Action item
Report how many lines in the records hold the string "point"; give the number and nothing else.
Segment Start: Study material
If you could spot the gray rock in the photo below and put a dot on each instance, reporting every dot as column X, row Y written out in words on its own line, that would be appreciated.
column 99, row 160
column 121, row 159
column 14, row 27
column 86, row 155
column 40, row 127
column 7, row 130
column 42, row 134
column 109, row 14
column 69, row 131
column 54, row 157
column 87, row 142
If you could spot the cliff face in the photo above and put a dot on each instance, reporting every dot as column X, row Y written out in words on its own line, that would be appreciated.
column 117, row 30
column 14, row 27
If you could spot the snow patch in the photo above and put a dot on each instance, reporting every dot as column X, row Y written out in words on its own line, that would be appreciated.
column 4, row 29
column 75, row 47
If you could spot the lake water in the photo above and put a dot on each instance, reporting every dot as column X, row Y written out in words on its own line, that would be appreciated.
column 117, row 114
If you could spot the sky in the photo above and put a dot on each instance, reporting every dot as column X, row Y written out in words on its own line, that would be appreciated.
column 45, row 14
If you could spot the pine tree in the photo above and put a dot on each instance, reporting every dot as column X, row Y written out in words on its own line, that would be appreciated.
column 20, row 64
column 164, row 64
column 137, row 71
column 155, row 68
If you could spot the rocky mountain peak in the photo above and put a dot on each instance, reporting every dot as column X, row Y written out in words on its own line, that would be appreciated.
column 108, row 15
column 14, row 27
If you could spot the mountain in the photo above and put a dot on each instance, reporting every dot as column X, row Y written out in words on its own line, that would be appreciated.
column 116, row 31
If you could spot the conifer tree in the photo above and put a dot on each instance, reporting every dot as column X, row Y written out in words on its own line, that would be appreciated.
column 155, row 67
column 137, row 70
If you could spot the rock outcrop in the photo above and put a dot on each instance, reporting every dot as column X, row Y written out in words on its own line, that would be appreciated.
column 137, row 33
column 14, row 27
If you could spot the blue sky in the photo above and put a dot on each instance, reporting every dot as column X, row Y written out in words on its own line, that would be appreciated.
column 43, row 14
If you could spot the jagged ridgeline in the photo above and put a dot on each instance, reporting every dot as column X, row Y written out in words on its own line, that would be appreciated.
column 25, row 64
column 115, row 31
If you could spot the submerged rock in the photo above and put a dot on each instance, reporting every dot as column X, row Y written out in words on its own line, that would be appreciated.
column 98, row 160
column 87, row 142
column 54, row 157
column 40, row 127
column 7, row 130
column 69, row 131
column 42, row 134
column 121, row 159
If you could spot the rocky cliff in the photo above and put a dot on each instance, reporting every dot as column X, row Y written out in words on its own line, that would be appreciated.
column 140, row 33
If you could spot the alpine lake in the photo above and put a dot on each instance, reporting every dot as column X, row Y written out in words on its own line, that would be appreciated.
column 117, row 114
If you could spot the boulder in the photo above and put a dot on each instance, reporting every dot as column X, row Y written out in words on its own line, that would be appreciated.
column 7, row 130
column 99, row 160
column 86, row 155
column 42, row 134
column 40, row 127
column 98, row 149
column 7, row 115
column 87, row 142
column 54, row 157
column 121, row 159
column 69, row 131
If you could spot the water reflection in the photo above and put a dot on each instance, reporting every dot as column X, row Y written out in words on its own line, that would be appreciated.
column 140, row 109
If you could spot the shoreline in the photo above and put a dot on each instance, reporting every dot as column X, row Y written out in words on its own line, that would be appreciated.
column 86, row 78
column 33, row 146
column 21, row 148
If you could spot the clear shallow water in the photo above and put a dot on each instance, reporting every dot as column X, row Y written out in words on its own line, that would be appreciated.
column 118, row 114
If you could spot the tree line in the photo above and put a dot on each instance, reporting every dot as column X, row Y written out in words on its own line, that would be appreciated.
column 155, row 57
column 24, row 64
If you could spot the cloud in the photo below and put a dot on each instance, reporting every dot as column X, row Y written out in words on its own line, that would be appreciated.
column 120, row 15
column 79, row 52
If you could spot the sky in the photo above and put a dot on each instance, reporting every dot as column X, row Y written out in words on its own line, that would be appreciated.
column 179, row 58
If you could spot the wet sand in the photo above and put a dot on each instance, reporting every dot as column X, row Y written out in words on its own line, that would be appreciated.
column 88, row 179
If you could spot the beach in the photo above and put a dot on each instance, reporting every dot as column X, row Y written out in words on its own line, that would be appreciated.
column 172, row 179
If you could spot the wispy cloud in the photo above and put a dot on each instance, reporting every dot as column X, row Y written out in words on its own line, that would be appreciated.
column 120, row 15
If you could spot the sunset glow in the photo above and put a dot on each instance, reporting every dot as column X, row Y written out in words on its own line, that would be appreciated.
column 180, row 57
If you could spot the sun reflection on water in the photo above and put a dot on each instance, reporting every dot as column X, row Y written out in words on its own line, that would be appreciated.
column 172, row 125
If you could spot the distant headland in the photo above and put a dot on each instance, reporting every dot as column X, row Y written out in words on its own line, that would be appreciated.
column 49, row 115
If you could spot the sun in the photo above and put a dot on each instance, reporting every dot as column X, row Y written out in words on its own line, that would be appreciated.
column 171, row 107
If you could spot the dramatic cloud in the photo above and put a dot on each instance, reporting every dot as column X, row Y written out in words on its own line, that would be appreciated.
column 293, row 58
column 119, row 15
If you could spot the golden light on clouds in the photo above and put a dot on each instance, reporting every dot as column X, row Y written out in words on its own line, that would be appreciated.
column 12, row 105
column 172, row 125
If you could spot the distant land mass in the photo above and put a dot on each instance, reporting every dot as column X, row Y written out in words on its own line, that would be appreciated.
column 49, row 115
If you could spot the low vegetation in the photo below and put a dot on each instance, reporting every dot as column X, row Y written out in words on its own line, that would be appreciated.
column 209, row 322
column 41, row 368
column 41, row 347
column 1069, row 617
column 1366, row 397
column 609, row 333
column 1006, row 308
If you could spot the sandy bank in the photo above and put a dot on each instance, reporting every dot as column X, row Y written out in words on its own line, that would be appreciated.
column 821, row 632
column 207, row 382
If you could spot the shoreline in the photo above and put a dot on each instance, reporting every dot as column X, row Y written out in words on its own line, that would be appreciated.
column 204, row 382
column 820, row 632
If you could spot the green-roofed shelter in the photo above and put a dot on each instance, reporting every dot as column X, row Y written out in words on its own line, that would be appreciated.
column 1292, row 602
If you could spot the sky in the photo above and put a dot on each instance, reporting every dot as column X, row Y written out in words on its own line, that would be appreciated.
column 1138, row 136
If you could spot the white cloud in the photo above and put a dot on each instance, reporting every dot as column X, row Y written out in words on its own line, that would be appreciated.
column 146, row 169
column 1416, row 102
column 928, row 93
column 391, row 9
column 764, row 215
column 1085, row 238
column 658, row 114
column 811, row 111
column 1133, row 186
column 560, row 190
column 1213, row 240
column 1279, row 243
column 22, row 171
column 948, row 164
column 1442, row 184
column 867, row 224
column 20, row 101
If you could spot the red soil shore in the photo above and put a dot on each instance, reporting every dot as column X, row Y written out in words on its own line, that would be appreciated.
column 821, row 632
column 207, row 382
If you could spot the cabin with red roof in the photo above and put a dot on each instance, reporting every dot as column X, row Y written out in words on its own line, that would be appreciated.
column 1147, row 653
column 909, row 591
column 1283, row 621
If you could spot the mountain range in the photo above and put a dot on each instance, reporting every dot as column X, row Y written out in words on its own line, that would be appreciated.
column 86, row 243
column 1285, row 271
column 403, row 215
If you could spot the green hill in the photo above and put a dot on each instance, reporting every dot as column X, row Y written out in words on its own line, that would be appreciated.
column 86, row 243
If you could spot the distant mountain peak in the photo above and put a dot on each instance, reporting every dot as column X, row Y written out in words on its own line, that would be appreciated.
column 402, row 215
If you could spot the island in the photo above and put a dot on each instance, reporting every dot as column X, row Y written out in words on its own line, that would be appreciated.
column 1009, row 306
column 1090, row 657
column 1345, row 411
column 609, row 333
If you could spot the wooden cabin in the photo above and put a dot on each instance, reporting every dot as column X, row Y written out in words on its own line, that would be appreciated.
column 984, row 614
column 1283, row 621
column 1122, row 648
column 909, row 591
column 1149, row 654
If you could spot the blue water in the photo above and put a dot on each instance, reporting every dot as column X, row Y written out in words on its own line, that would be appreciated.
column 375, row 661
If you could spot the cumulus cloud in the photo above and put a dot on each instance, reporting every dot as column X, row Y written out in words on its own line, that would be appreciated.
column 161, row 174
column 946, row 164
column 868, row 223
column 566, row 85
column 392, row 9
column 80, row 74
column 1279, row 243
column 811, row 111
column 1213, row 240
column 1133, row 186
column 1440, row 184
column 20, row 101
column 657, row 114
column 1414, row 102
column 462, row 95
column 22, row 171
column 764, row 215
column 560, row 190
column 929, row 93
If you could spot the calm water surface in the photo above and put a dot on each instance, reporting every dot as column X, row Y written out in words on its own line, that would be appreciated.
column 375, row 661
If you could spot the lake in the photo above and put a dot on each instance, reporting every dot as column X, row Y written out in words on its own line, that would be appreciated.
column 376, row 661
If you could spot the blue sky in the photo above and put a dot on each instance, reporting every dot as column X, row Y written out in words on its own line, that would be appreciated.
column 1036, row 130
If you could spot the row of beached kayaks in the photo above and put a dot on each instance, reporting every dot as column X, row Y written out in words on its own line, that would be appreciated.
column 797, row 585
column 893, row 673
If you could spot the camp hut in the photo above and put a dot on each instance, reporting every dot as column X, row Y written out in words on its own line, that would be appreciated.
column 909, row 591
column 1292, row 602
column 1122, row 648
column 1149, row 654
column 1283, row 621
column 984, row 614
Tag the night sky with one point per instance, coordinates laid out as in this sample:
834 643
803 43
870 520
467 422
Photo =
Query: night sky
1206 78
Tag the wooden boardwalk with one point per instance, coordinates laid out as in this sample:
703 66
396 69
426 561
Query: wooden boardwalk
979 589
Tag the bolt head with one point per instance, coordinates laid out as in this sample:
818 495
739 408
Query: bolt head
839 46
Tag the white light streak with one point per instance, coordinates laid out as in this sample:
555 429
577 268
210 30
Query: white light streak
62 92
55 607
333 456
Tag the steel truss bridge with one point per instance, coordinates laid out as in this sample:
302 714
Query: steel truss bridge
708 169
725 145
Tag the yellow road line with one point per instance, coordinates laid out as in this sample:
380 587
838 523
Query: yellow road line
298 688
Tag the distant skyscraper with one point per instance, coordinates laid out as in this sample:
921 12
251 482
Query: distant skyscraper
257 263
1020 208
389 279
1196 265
Segment End: Study material
Solution to the problem
7